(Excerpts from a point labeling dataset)
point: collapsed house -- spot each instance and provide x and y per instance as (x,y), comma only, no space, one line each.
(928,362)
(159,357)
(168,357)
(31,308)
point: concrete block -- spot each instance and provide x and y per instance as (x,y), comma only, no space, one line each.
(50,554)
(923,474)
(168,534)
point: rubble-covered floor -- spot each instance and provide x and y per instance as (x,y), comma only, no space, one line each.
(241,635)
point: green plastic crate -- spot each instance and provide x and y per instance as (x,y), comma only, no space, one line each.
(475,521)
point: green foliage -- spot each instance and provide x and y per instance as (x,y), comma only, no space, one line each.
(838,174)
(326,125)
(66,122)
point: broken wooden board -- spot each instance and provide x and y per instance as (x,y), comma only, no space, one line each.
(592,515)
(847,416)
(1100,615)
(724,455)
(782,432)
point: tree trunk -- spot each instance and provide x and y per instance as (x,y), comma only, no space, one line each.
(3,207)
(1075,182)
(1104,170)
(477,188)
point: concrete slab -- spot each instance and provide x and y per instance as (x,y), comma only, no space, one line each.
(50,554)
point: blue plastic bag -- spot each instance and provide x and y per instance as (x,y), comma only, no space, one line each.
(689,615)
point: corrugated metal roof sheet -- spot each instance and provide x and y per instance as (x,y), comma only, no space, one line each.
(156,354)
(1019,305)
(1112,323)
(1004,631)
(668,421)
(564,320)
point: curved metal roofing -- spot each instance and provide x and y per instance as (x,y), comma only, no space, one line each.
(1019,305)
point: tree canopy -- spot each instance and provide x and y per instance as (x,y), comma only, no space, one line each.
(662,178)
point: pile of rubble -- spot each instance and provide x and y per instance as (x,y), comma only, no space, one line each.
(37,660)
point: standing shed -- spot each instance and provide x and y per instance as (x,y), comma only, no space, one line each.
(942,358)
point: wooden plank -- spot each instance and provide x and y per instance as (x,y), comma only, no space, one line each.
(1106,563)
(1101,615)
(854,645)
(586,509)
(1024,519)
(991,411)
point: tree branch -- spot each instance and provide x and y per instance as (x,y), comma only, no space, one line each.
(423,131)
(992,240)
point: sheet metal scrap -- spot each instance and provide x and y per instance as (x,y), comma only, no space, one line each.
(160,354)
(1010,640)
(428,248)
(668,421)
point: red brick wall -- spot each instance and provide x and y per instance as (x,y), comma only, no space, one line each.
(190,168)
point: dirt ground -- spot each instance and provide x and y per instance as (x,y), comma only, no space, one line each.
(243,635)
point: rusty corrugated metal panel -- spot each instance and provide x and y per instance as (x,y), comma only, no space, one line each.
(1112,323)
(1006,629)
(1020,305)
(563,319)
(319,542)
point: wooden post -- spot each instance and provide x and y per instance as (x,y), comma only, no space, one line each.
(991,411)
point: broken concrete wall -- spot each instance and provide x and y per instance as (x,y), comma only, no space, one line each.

**Required work:**
Can you return every one of these records verbatim, one per line?

**Correct output:**
point: collapsed house -- spot each instance and provide x and y per instance as (x,y), comma only, no space, one line each.
(928,362)
(159,357)
(168,357)
(31,308)
point: concrete block -- spot each instance and provide x and y per instance as (x,y), comma only, no space, one line each.
(50,554)
(923,474)
(168,534)
point: rubble-covered floor -- spot each instance and provide x and y per instance as (x,y), comma only, no space, one line each.
(241,635)
point: green plastic crate -- spot each instance and provide x and y per instance as (x,y), comma only, no space, one line each.
(475,521)
point: green foliage -- spot each instance and provide x and y per instance as (x,y), comma only, no space, one line each.
(838,174)
(326,125)
(66,122)
point: broken wooden board -- spot each instance and provide x and y per instance as (x,y), comma only, no space, one line each.
(592,515)
(847,416)
(1100,615)
(724,455)
(782,432)
point: tree trunk -- spot each instance and provide x and y per instance as (x,y), comma only, no space, one line each.
(3,207)
(1075,182)
(1104,170)
(477,188)
point: concrete slab -- spot each instance and provide x and y per instance as (x,y), comma only, no space, one line each.
(50,554)
point: blue plastic bag -- spot each instance and provide x and y per instance as (x,y), comma only, no space, one line each.
(689,615)
point: corrugated metal roof sheet -- spot each instance and provide x and y per instance as (x,y), comma only, no space, one line each.
(156,354)
(1019,305)
(1112,323)
(1004,631)
(668,421)
(564,320)
point: curved metal roofing -- spot each instance and provide x and y per instance as (x,y), comma only, no space, one line each.
(1019,305)
point: tree canopy -- spot each instance and provide x and y per instance as (x,y), comma only, no space, one line each.
(662,178)
point: pile of rubble -- spot each instance and provide x and y per instance as (x,y), comma only, no space, one line each.
(37,660)
point: standing shed -- spot each instance and provide x and y per instance as (x,y), comma only, no space, one line each.
(942,358)
point: wooden plank -- spot each instance and provide x and y per instance as (x,y), comma only, no space, one line each.
(1106,563)
(1101,615)
(854,645)
(586,509)
(1024,519)
(991,411)
point: tree branch -- spot each instance and provide x and y per instance as (x,y), comma only, no space, one line each.
(423,131)
(992,240)
point: sheet metal scrap -- spot each instance and provide x and y per instance as (x,y), comma only, no space, one line each.
(160,354)
(1010,640)
(428,248)
(668,421)
point: red brick wall -- spot each instance and provide x and y per instance as (x,y), comma only, no space, one line each.
(190,168)
point: dirt ground -- spot each instance and provide x and y per instance as (x,y), comma only, no space, one line each.
(243,635)
point: rusty corrugated metal panel -- spot each instance and provide x and y per instance as (x,y), comma only, no space, one line each.
(1112,323)
(1006,629)
(1020,305)
(563,319)
(319,542)
point: wooden post -- spot each instance and provide x and y per instance as (x,y), comma only, no space, one line each.
(991,411)
point: broken concrete wall -- spot each instance and provide x and y per instance as (x,y), comma only, no space, one line each.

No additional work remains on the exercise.